Rewrite the lines from the start down to the line with "top-left (109, 9), bottom-right (119, 54)", changing "Coordinate style" to "Box format" and leaving everything else as it is. Give only those lines, without the pictures.

• _EXCERPTED DATA_:
^^^^^^^^
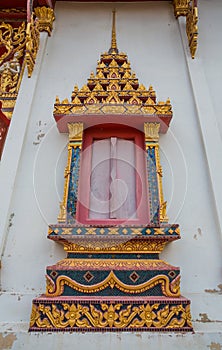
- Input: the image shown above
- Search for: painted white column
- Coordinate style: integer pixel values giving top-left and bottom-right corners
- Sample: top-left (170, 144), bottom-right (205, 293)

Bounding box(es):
top-left (178, 17), bottom-right (222, 241)
top-left (0, 32), bottom-right (48, 259)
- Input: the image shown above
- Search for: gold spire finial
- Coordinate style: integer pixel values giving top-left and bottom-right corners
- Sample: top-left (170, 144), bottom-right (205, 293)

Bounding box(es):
top-left (109, 9), bottom-right (119, 54)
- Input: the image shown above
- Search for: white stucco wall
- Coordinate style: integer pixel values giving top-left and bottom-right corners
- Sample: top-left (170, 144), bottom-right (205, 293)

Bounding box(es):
top-left (0, 0), bottom-right (222, 350)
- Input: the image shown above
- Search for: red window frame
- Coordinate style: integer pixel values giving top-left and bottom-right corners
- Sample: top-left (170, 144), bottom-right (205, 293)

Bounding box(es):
top-left (76, 124), bottom-right (150, 226)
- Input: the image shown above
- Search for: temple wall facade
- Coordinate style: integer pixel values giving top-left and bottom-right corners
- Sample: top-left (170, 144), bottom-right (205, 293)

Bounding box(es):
top-left (0, 0), bottom-right (222, 350)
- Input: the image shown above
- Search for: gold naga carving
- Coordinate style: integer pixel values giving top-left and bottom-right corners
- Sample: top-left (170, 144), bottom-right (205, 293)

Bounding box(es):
top-left (30, 302), bottom-right (192, 330)
top-left (144, 123), bottom-right (160, 142)
top-left (34, 6), bottom-right (55, 36)
top-left (46, 271), bottom-right (180, 297)
top-left (186, 0), bottom-right (198, 58)
top-left (24, 15), bottom-right (39, 78)
top-left (173, 0), bottom-right (189, 18)
top-left (0, 22), bottom-right (26, 94)
top-left (63, 239), bottom-right (166, 254)
top-left (68, 122), bottom-right (83, 143)
top-left (57, 258), bottom-right (175, 270)
top-left (173, 0), bottom-right (198, 58)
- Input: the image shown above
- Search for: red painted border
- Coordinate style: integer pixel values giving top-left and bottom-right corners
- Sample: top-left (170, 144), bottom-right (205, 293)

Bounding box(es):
top-left (76, 124), bottom-right (149, 226)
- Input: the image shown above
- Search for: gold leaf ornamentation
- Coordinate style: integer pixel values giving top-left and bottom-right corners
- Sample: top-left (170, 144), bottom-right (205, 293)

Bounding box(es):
top-left (34, 6), bottom-right (55, 35)
top-left (30, 302), bottom-right (192, 331)
top-left (46, 271), bottom-right (180, 297)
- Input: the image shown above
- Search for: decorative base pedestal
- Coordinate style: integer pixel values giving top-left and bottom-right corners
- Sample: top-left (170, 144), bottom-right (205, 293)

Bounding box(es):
top-left (29, 225), bottom-right (193, 332)
top-left (29, 295), bottom-right (193, 332)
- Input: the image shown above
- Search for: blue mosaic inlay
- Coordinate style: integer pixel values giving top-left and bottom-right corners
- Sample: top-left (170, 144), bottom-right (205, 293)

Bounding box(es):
top-left (147, 147), bottom-right (159, 224)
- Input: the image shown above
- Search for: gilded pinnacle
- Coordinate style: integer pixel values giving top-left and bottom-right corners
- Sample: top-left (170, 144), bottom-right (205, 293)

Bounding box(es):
top-left (109, 10), bottom-right (119, 54)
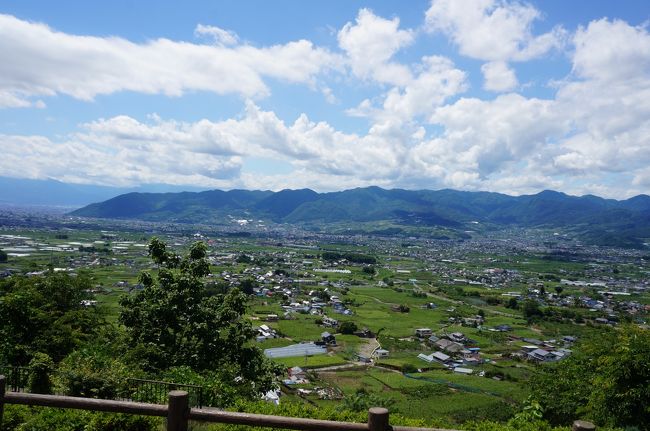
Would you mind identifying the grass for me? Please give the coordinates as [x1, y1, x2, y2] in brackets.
[273, 354, 347, 368]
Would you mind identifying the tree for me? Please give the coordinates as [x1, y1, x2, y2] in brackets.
[532, 325, 650, 430]
[0, 272, 103, 365]
[27, 353, 54, 394]
[120, 238, 278, 393]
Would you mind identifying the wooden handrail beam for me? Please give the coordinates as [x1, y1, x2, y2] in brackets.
[4, 392, 167, 417]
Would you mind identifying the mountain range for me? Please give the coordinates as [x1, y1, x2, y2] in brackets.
[71, 187, 650, 247]
[0, 177, 208, 208]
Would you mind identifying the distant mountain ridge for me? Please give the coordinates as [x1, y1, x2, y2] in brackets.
[0, 177, 206, 207]
[71, 187, 650, 247]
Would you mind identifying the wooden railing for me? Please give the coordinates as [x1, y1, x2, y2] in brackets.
[0, 375, 595, 431]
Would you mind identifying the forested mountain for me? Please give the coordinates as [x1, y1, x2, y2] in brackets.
[72, 187, 650, 246]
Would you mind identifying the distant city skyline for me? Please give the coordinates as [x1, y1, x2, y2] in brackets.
[0, 0, 650, 199]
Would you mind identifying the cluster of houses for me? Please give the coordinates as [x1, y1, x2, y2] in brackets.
[509, 335, 577, 363]
[415, 328, 483, 374]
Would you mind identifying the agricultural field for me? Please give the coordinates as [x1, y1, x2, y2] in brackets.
[0, 219, 650, 425]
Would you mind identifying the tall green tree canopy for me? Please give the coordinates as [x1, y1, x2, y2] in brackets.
^^^^^^^^
• _ANSWER IN FULL_:
- Input: the image shown above
- Search for: painted white column
- Box format: integer pixel values giving top-left and bottom-right corners
- Sample: top-left (170, 144), bottom-right (205, 293)

Bounding box(es):
top-left (178, 17), bottom-right (222, 241)
top-left (0, 32), bottom-right (48, 259)
- Input: the image shown above
- Search for: gold spire finial
- Box format: integer pixel values giving top-left and bottom-right corners
- Sample: top-left (170, 144), bottom-right (205, 293)

Bounding box(es):
top-left (109, 9), bottom-right (119, 54)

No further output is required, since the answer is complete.